▶ **What this task involves**: Check each line of the material that follows, and copy those holding the string "instance".

'''

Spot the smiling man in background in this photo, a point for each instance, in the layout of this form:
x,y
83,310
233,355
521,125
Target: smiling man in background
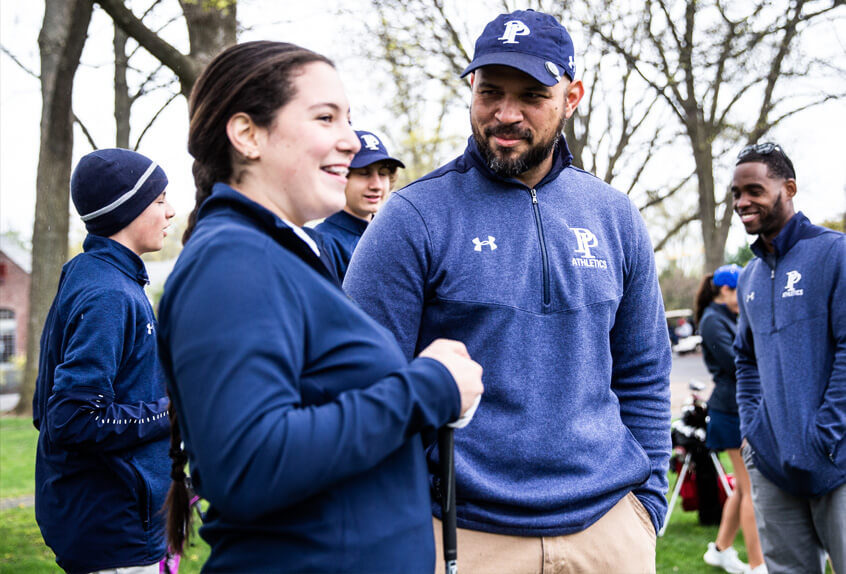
x,y
791,368
372,174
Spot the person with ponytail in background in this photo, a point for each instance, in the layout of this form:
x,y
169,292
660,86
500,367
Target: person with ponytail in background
x,y
716,315
300,415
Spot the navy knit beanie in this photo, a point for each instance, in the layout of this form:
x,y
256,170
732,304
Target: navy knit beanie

'''

▶ **Answer space**:
Spot the smiling man in background in this photo, a point for each instance, in the layout of this form:
Spot the person with ponytail in background in this photo, a point for each instance, in the layout of this form:
Spot the navy knit beanie in this photo, a point for each instance, in the layout of this form:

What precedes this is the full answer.